- **REQUIRED WORK**: Quote all entries in full, exactly.

- **Stored dataset items**:
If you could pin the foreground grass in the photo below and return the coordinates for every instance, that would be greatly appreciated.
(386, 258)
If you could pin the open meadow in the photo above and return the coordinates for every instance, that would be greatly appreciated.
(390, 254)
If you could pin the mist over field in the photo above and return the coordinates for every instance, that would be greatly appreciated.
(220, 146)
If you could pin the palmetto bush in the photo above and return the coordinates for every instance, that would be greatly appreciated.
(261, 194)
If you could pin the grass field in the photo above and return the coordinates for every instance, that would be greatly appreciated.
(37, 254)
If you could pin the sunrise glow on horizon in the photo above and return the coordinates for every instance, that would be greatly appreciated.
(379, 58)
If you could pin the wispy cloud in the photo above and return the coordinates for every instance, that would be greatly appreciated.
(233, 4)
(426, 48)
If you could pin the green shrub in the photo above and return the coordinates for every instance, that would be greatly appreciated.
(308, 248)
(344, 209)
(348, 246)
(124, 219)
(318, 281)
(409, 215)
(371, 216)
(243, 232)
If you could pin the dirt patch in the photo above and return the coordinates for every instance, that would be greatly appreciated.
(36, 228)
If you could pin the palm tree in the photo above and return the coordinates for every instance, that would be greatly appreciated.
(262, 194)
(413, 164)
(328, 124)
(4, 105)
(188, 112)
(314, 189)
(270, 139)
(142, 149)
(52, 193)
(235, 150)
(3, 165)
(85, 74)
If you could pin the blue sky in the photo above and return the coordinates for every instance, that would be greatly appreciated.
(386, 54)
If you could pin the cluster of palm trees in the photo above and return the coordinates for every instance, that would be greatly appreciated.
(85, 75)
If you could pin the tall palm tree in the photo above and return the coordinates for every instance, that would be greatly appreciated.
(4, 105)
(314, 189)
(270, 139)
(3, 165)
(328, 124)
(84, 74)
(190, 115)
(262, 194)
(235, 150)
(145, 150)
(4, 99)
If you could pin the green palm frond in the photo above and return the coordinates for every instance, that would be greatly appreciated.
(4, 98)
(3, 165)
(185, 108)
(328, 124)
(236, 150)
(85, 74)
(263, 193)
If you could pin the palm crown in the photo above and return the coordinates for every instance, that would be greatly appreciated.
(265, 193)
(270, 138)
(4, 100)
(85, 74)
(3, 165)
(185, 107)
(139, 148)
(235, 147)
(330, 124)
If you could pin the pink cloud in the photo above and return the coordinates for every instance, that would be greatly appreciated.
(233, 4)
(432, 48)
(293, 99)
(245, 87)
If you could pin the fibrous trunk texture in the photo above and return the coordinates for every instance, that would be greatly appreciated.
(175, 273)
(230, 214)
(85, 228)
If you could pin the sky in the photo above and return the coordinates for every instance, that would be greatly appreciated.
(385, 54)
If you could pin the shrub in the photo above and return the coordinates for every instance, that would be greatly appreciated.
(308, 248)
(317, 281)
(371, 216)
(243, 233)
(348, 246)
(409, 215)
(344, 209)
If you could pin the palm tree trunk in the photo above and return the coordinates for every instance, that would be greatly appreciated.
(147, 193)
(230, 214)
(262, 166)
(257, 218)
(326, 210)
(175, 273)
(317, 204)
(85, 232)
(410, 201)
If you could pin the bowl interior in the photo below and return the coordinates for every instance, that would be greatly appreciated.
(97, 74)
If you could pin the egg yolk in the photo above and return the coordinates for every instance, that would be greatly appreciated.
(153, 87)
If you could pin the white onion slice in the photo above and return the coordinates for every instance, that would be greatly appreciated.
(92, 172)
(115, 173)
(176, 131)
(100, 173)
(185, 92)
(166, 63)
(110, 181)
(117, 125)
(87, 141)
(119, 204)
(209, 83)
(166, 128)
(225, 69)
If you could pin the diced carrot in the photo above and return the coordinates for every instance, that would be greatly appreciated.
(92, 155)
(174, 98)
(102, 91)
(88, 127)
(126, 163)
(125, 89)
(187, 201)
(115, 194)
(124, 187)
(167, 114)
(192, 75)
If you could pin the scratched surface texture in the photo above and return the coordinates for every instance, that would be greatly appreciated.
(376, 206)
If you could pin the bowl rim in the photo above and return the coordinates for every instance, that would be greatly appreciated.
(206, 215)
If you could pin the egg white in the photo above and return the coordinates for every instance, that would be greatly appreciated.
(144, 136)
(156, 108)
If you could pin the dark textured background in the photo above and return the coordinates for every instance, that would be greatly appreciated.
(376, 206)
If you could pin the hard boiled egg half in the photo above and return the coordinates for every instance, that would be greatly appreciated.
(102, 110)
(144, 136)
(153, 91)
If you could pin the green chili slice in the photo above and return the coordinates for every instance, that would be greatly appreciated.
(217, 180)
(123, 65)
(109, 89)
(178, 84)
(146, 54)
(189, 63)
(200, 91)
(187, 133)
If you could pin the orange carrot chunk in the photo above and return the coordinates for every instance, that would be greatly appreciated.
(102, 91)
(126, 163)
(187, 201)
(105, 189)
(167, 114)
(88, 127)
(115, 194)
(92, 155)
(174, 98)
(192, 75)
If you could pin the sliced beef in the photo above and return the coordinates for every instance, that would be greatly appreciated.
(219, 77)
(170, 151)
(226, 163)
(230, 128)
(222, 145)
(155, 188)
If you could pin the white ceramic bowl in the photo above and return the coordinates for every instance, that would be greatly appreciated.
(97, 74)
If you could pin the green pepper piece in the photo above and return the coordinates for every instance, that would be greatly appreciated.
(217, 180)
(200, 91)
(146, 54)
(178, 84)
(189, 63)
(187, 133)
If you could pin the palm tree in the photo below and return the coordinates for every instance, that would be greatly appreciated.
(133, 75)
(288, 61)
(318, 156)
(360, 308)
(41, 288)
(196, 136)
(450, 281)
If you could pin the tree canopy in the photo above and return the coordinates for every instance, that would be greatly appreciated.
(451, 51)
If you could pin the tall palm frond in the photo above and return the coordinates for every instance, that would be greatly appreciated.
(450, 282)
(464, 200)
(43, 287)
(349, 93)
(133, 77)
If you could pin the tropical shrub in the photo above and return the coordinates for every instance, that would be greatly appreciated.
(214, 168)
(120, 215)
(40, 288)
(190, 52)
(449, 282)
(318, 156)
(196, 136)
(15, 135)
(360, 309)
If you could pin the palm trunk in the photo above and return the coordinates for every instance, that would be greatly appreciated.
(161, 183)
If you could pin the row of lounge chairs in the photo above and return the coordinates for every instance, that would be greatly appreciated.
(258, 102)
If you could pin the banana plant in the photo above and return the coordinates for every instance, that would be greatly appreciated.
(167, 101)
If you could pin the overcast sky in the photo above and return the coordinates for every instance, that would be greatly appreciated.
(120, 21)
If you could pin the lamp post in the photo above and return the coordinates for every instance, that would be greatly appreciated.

- **COMPLETE RESPONSE**:
If you could pin the foreground grass in the photo below and return the coordinates for every instance, that would be greatly appreciated.
(386, 258)
If you could pin the open meadow in the photo above and return the coordinates for every instance, that would be greatly appreciated.
(390, 254)
If you could pin the mist over field in the photo above and return the coordinates for every instance, that would be greatly appreciated.
(220, 146)
If you could pin the palmetto bush in the photo above and return the coordinates for every instance, that would be greatly appreciated.
(261, 194)
If you could pin the grass field in the photo above and return the coordinates for every instance, that would be greatly appreciated.
(37, 254)
If you could pin the sunrise glow on horizon in the photo above and return the coordinates for every instance, that would be greatly appreciated.
(379, 58)
If you could pin the wispy cloud in the photo above and return the coordinates for every instance, that would be greatly appreciated.
(233, 4)
(426, 48)
If you could pin the green shrub in the photo above and return the coordinates for every instance, that would be greatly appreciated.
(308, 248)
(344, 209)
(348, 246)
(124, 219)
(318, 281)
(409, 215)
(371, 216)
(243, 232)
If you could pin the dirt patch in the photo above and return the coordinates for every instance, that would be greatly appreciated.
(36, 228)
If you could pin the palm tree in the photo above and return the coordinates for every instance, that would be greatly appreciated.
(262, 194)
(413, 164)
(328, 124)
(4, 105)
(188, 112)
(314, 189)
(270, 139)
(142, 149)
(52, 193)
(235, 150)
(3, 165)
(85, 74)
If you could pin the blue sky in the photo above and return the coordinates for every instance, that would be greatly appreciated.
(386, 54)
If you could pin the cluster of palm trees in the photo above and return the coordinates for every instance, that would be greatly appreciated.
(85, 75)
If you could pin the tall palm tree in the photo above and return the coordinates for every instance, that would be greatly appreciated.
(4, 105)
(314, 189)
(270, 139)
(3, 165)
(328, 124)
(84, 74)
(190, 115)
(262, 194)
(235, 150)
(145, 150)
(4, 99)
If you could pin the green palm frond in the photo above and return the coordinates for every instance, that would be greatly appreciated.
(4, 98)
(3, 165)
(185, 108)
(328, 124)
(236, 150)
(85, 74)
(263, 193)
If you could pin the palm crown in the photo above and return the coordinates for every instance, that would be greatly appreciated.
(265, 193)
(270, 138)
(4, 100)
(85, 74)
(3, 165)
(185, 107)
(139, 148)
(235, 147)
(330, 124)
If you could pin the pink cloud in the photo above and return the coordinates for every instance, that would be greatly appreciated.
(233, 4)
(432, 48)
(293, 99)
(245, 87)
If you could pin the fibrous trunk texture in the photo above and return the coordinates for every instance, that would be greatly appreciated.
(175, 273)
(230, 214)
(85, 228)
If you could pin the sky in the photo above and return the coordinates for every instance, that would be greatly appreciated.
(385, 54)
If you could pin the shrub in the photo above and return the coordinates for every instance, that would be greatly appreciated.
(308, 248)
(317, 281)
(371, 216)
(243, 233)
(348, 246)
(409, 215)
(344, 209)
If you could pin the palm tree trunk in the photo above and return the coordinates for every instance, that would be greatly appreciated.
(147, 193)
(230, 214)
(262, 166)
(257, 218)
(326, 210)
(175, 273)
(317, 204)
(85, 232)
(410, 201)
If you could pin the bowl interior in the photo below and return the coordinates for every instance, that would be greatly appreciated.
(97, 74)
If you could pin the egg yolk in the photo above and return the coordinates for every instance, that would be greatly appreciated.
(153, 87)
If you could pin the white onion slice in the photo above and return the coordinates for every instance, that would be greatly appreciated.
(92, 172)
(115, 173)
(176, 131)
(100, 173)
(185, 92)
(166, 63)
(110, 181)
(117, 125)
(87, 141)
(119, 204)
(209, 83)
(166, 128)
(225, 69)
If you could pin the diced carrot in the photo above and return the coordinates for every instance, that would be greatly appreciated.
(92, 155)
(174, 98)
(102, 91)
(88, 127)
(126, 163)
(125, 89)
(187, 201)
(115, 194)
(124, 187)
(167, 114)
(192, 75)
If you could pin the scratched surface texture in the photo above and return the coordinates for every instance, that would be greatly appreciated.
(376, 206)
If you could pin the bowl rim in the photo above and return the coordinates for every instance, that would be greatly appreciated.
(206, 215)
If you could pin the egg white in the photo above and return the coordinates for every instance, that would be greatly appreciated.
(144, 136)
(156, 108)
If you could pin the dark textured background in the photo above and return the coordinates for every instance, that would be greatly appreciated.
(376, 206)
If you could pin the hard boiled egg half in the photo above and return the coordinates for every instance, that would be greatly appreciated.
(102, 110)
(144, 136)
(153, 91)
If you could pin the green chili slice in the photo above and return the coordinates for every instance, that would be greatly appreciated.
(217, 180)
(123, 65)
(109, 89)
(178, 84)
(146, 54)
(189, 63)
(200, 91)
(187, 133)
If you could pin the orange carrot chunk in the photo above and return the coordinates for every instance, that would be greatly appreciated.
(102, 91)
(126, 163)
(187, 201)
(105, 189)
(167, 114)
(88, 127)
(115, 194)
(92, 155)
(174, 98)
(192, 75)
If you could pin the sliced beef in the photo above and return the coordinates for every instance, that would be greatly appreciated.
(219, 77)
(170, 151)
(226, 163)
(230, 128)
(222, 145)
(155, 188)
If you could pin the white ceramic bowl in the photo above and return the coordinates for every instance, that would be greatly appreciated.
(97, 74)
If you could pin the green pepper piece in the photo above and return the coordinates for every instance, that would be greatly appreciated.
(217, 180)
(200, 91)
(146, 54)
(178, 84)
(189, 63)
(187, 133)
If you could pin the palm tree in the photo below and return the coordinates for every instance, that would be greatly appreciated.
(133, 75)
(288, 61)
(318, 156)
(360, 308)
(41, 288)
(196, 136)
(450, 281)
If you could pin the tree canopy in the photo above and return the coordinates for every instance, that would be greatly appreciated.
(451, 51)
If you could pin the tall palm frond in the photo above and return the coordinates for every instance, that would be greatly appreciated.
(450, 282)
(464, 200)
(43, 287)
(349, 93)
(133, 77)
If you could pin the tropical shrub in the photo above and return the coordinates for every instance, that would be greatly appreciated.
(214, 168)
(120, 215)
(40, 288)
(190, 52)
(449, 282)
(318, 156)
(196, 136)
(15, 135)
(360, 309)
If you could pin the palm trunk in the photo above and return the coordinates for every instance, that would be greatly appreciated.
(161, 183)
If you could pin the row of lounge chairs in the photo above and return the coordinates for every instance, that would be greatly appreciated.
(258, 102)
If you could pin the banana plant in the photo above and return the coordinates for every instance, that would be greatly appreciated.
(167, 101)
If you could pin the overcast sky in the photo above and return the coordinates for every instance, that would be greatly appreciated.
(120, 21)
If you could pin the lamp post in the photo above and return the coordinates for every instance, that would be greatly appreciated.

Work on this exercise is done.